■ Requirement
Reproduce the stretch of the material below from the line containing "notation: point(347, 284)." through the line containing "point(271, 207)", word for word and including both of those lines.

■ Data provided
**********
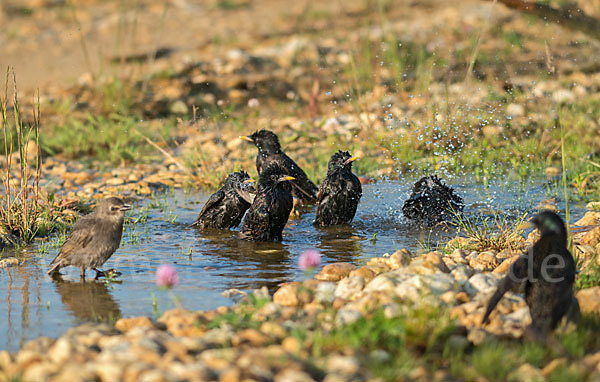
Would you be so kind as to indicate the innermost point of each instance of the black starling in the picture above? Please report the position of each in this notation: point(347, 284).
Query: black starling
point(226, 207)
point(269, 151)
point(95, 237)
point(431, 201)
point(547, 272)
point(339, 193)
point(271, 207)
**********
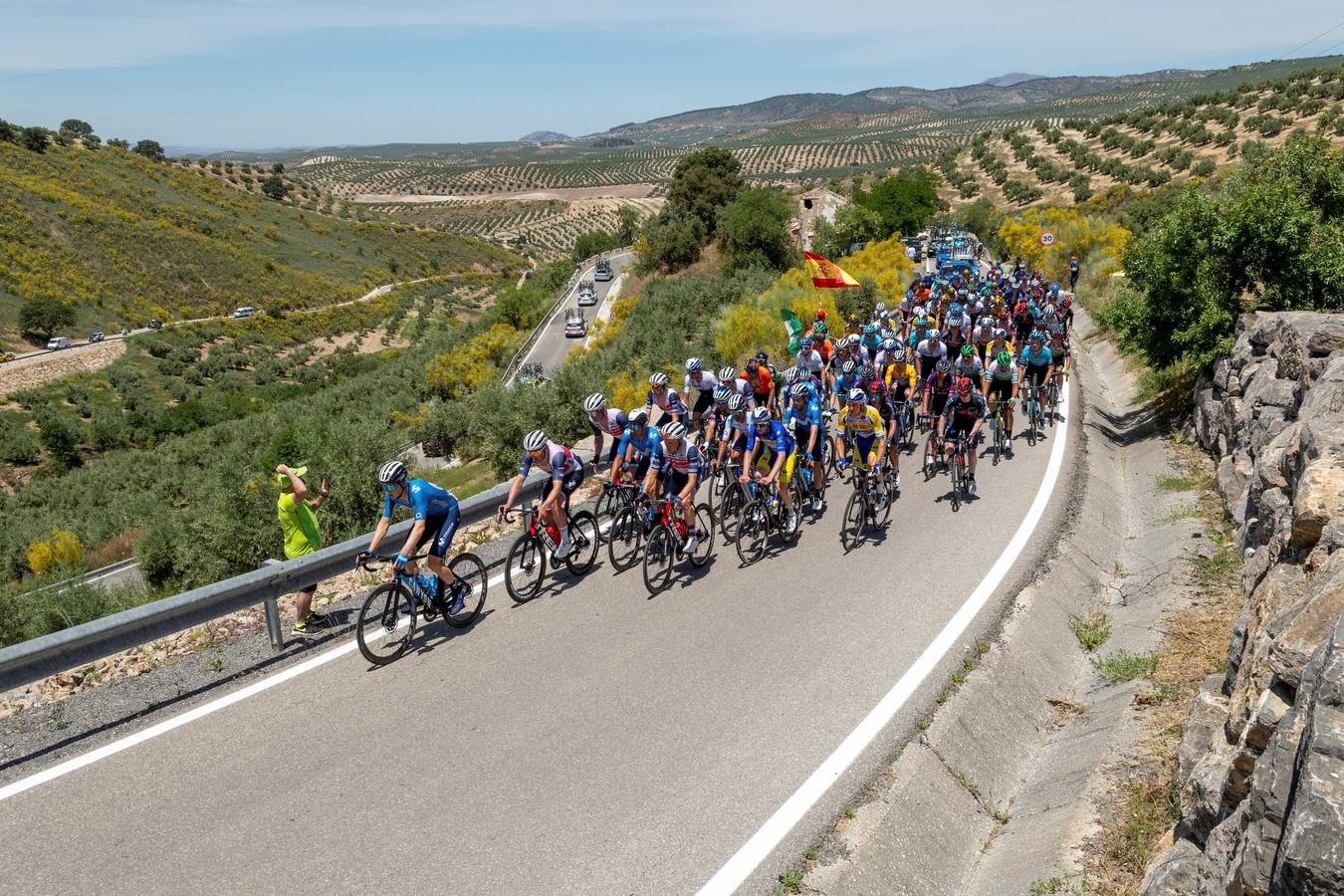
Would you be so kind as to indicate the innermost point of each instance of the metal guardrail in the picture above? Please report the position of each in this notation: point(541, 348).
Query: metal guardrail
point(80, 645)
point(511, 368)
**********
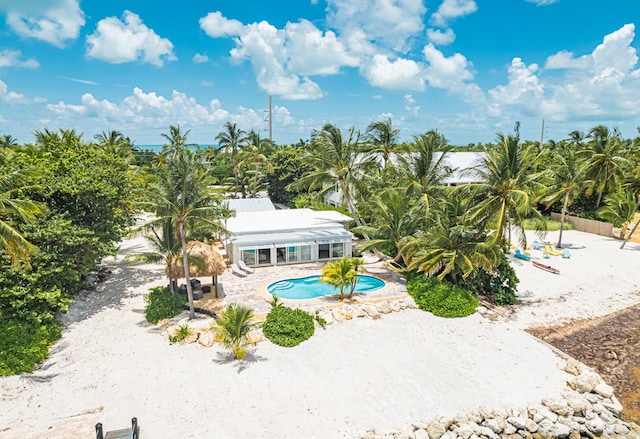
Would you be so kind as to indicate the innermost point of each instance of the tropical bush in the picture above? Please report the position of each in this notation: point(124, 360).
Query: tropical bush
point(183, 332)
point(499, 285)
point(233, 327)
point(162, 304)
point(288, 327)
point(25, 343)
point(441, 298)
**********
■ Answer below
Would you be so kind as to indicate the innermost point of each instance of the black starling in the picture above? Please report the position of each in this notation: point(347, 284).
Query: black starling
point(226, 207)
point(269, 151)
point(95, 237)
point(431, 201)
point(547, 272)
point(339, 193)
point(271, 207)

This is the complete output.